** Record extracts follows **

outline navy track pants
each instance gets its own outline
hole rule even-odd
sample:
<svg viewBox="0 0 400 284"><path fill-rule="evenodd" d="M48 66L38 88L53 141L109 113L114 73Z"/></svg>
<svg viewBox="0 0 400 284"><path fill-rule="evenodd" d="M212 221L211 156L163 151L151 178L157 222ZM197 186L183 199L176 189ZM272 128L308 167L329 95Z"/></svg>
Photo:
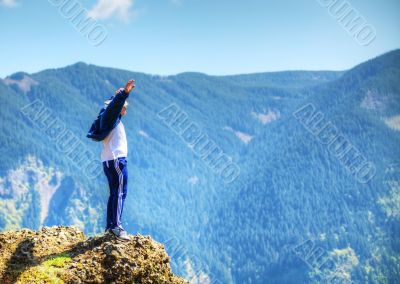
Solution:
<svg viewBox="0 0 400 284"><path fill-rule="evenodd" d="M128 193L128 167L126 158L103 162L103 170L110 187L107 203L107 229L122 228L121 216Z"/></svg>

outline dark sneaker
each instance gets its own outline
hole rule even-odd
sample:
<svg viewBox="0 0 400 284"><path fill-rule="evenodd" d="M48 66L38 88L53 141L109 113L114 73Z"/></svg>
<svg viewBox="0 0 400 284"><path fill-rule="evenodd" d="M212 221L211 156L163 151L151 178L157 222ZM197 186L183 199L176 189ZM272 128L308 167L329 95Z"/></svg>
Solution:
<svg viewBox="0 0 400 284"><path fill-rule="evenodd" d="M131 240L128 233L120 227L111 229L110 232L112 232L114 234L114 236L116 236L118 239L120 239L122 241L130 241Z"/></svg>

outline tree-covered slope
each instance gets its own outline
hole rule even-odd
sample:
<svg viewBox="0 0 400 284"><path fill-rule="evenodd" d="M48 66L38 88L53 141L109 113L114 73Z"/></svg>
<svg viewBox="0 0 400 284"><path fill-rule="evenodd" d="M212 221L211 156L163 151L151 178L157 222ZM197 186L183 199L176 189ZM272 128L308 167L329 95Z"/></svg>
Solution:
<svg viewBox="0 0 400 284"><path fill-rule="evenodd" d="M0 81L0 226L102 230L101 146L85 136L103 101L135 78L123 119L130 175L123 222L166 242L176 272L215 283L336 274L394 283L399 57L396 50L346 72L156 76L77 63L16 73ZM180 115L175 123L164 115L171 110ZM327 123L333 132L322 131ZM199 157L179 131L189 124L232 159L237 179L225 183ZM344 144L328 143L335 137ZM341 157L343 147L353 156ZM369 180L359 168L365 162L375 170ZM340 269L310 266L295 249L304 241Z"/></svg>
<svg viewBox="0 0 400 284"><path fill-rule="evenodd" d="M236 281L399 281L400 135L387 123L400 113L399 82L395 51L308 89L254 139L242 184L210 219L216 247L244 255L220 255ZM358 265L337 260L317 272L293 250L305 241L354 253Z"/></svg>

** End of Record extracts **

* Exercise instructions
Please write out, exactly as they appear, the lines from the line containing "outline dark sneaker" through the last line of the records above, both included.

* Response to the exercise
outline dark sneaker
each instance gets its own outline
hole rule even-odd
sample:
<svg viewBox="0 0 400 284"><path fill-rule="evenodd" d="M48 66L38 88L53 141L109 113L114 73Z"/></svg>
<svg viewBox="0 0 400 284"><path fill-rule="evenodd" d="M212 221L211 156L163 151L151 178L157 222ZM197 186L183 199L176 189ZM272 128L308 167L329 95Z"/></svg>
Solution:
<svg viewBox="0 0 400 284"><path fill-rule="evenodd" d="M131 240L128 233L120 227L111 229L110 232L112 232L114 234L114 236L116 236L118 239L120 239L122 241L130 241Z"/></svg>

outline tree-covered slope
each instance gets its own outline
hole rule even-odd
sample:
<svg viewBox="0 0 400 284"><path fill-rule="evenodd" d="M48 66L38 88L53 141L109 113L114 73Z"/></svg>
<svg viewBox="0 0 400 284"><path fill-rule="evenodd" d="M212 221L211 156L163 151L151 178L157 222ZM197 186L183 199L176 189ZM272 128L308 167L329 95Z"/></svg>
Solution:
<svg viewBox="0 0 400 284"><path fill-rule="evenodd" d="M0 81L0 226L102 230L101 146L85 136L103 101L135 78L123 119L130 175L123 222L166 242L176 272L215 283L336 274L394 283L399 57L396 50L346 72L156 76L77 63L16 73ZM180 115L175 123L164 115L171 110ZM327 123L333 132L322 131ZM199 157L179 131L189 124L232 159L237 179L225 183ZM344 144L328 143L335 137ZM341 157L343 147L353 156ZM369 180L359 168L365 162L375 170ZM340 269L310 266L295 249L304 241Z"/></svg>
<svg viewBox="0 0 400 284"><path fill-rule="evenodd" d="M236 281L399 281L400 135L387 123L400 113L399 82L395 51L308 89L254 139L242 184L210 219L216 247L244 255L220 255ZM358 265L337 260L317 272L293 250L305 241L354 253Z"/></svg>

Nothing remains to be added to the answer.